*Work required*:
Count the lines in the items below that contain the string "helmet", and give only the number.

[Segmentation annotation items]
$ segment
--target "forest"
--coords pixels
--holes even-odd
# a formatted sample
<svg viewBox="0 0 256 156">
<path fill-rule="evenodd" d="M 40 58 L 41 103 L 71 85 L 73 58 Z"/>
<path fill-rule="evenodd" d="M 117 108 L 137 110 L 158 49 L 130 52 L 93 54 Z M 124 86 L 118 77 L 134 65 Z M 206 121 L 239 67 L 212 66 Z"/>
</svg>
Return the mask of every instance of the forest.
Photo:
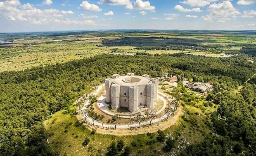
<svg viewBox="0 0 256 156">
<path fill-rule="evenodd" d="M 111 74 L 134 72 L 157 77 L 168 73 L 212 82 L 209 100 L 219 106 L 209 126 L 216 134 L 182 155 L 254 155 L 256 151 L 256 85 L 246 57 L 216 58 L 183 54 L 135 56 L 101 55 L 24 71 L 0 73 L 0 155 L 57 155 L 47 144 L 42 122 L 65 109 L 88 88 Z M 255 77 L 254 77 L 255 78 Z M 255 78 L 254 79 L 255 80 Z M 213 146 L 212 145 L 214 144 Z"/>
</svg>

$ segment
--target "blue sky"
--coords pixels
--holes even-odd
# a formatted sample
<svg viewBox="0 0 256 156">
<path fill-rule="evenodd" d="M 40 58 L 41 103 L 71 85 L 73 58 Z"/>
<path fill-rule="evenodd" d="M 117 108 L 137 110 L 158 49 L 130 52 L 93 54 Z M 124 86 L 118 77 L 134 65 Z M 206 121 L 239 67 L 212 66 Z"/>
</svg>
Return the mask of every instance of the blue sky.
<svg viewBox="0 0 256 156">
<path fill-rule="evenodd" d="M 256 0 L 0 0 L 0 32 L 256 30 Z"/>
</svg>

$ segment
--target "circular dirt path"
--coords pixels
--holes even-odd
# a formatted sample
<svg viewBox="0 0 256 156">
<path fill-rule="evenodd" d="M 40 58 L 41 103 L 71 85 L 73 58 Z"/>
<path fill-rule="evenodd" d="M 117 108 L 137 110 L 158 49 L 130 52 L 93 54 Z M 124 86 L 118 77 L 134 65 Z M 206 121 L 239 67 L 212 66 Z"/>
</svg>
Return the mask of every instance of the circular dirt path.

* * *

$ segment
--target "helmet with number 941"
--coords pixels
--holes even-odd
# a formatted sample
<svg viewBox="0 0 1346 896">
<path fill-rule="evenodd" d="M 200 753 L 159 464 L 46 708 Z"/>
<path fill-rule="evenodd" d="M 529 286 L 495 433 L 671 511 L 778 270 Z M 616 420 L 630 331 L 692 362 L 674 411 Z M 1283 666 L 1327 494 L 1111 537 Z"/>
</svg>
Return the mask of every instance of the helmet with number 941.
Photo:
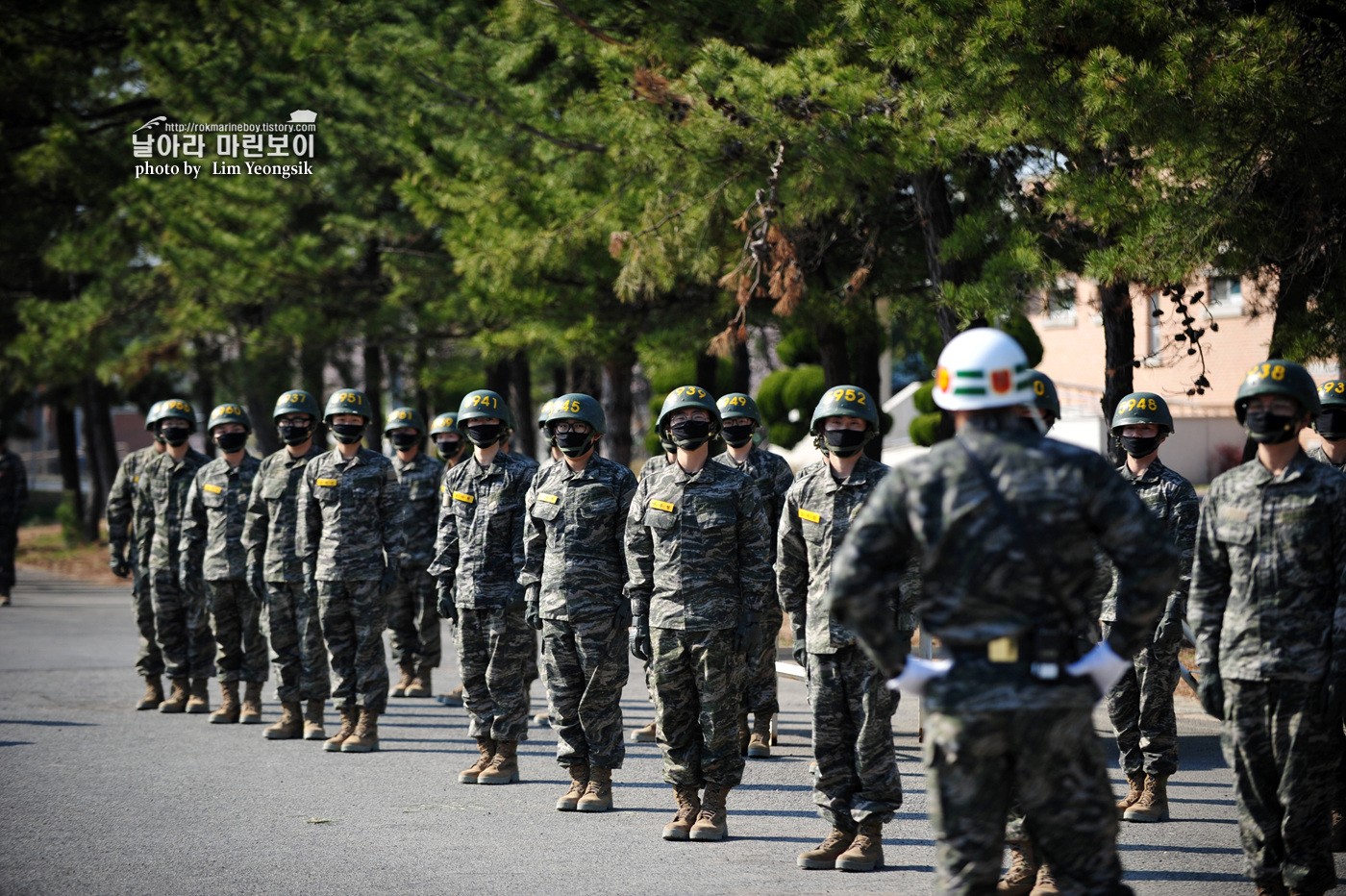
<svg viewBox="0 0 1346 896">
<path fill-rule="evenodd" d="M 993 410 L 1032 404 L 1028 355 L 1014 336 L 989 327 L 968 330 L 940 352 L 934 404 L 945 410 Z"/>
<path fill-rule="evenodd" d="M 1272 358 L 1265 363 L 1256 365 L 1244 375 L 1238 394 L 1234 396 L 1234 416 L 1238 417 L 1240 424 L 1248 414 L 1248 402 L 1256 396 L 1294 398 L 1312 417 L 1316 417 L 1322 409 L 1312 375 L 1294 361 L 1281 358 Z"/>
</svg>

*Correct result*:
2